Stated task -> Reproduce the data exactly.

Location annotation dataset excerpts ->
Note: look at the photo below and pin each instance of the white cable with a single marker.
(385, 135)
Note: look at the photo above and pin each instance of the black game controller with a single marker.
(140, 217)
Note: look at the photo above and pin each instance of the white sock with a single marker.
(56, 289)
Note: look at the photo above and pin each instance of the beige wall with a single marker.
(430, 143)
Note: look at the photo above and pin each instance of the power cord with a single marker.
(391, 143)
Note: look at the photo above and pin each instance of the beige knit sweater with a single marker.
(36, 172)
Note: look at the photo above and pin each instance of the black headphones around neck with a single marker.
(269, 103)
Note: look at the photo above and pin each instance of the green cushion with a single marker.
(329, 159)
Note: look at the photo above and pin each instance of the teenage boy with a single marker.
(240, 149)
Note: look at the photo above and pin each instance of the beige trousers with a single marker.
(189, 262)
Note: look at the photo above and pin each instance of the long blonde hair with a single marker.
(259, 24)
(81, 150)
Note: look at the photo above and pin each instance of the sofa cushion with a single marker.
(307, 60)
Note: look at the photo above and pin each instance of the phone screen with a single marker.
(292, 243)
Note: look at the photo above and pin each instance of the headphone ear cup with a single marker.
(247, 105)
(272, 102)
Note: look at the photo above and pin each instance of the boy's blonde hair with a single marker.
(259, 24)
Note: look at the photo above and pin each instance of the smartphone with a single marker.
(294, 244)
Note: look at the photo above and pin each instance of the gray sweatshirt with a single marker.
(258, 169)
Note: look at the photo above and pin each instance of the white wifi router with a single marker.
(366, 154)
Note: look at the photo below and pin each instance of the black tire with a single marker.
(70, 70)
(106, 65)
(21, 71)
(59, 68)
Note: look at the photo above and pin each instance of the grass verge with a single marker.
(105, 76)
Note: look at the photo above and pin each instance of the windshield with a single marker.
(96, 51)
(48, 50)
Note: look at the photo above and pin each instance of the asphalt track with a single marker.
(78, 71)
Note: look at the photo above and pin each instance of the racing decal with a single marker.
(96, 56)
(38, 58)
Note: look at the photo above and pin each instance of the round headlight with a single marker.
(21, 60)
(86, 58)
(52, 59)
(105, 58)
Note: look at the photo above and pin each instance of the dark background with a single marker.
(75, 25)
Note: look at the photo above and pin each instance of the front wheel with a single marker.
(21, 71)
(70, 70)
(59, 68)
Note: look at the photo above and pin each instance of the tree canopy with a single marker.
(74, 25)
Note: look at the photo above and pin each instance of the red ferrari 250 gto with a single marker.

Answer to this task ->
Note: look at the photo below and pin each instance of the white cable with a single marker.
(385, 135)
Note: look at the photo above and pin each instance of the black game controller with a single marker.
(140, 217)
Note: look at the photo above and pin each instance of the white sock with a single marker.
(56, 289)
Note: look at the photo above and pin each instance of the beige wall with a single marker.
(430, 143)
Note: look at the photo above and pin each instance of the power cord with a single marker.
(391, 143)
Note: look at the photo above and pin each instance of the beige knit sweater with a single marker.
(36, 172)
Note: look at the photo above and pin each instance of the black headphones around neck with a single marker.
(269, 103)
Note: look at the photo above and pin each instance of the green cushion with a single marker.
(329, 159)
Note: look at the photo above and pin each instance of the teenage boy with a single marker.
(240, 149)
Note: look at the photo above and pin each instance of the beige trousers with a single marker.
(189, 262)
Note: look at the photo above and pin each instance of the long blonde hair with a single marker.
(259, 24)
(81, 150)
Note: look at the photo above and pin each instance of the sofa cushion with a single marker.
(307, 60)
Note: look at the photo above and pin each instance of the phone screen with a single marker.
(292, 243)
Note: look at the photo above and pin each instance of the headphone ear cup with a single marker.
(247, 105)
(272, 102)
Note: look at the photo above and pin each instance of the boy's blonde hair with a single marker.
(259, 24)
Note: look at the photo above and pin each instance of the smartphone with a single marker.
(294, 244)
Note: look at the photo above and pin each instance of the gray sweatshirt with a single marker.
(258, 169)
Note: look at the photo above and pin each instance of the white wifi router with a single marker.
(366, 154)
Note: look at the photo below and pin each instance of the black tire with a single marker.
(70, 70)
(106, 65)
(21, 71)
(59, 68)
Note: look at the photo above and pin each instance of the grass verge with a single marker.
(105, 76)
Note: look at the photo above and pin each instance of the windshield with a single marker.
(96, 51)
(48, 50)
Note: look at the photo above and pin each instance of the asphalt track with a single marker.
(78, 71)
Note: look at the photo above and pin each instance of the racing decal with a single marker.
(96, 56)
(38, 58)
Note: look at the photo above and pin each instance of the round headlight with a single marker.
(21, 60)
(86, 58)
(52, 59)
(105, 58)
Note: look at the photo above and pin each instance of the dark background with a single marker.
(75, 25)
Note: look at the photo above and pin each instance of the front wheel with a single marker.
(21, 71)
(70, 70)
(59, 68)
Note: look at the photo above and pin each instance of the tree canopy with a single marker.
(74, 25)
Note: look at the photo above and pin each instance of the red ferrari 250 gto with a single marker.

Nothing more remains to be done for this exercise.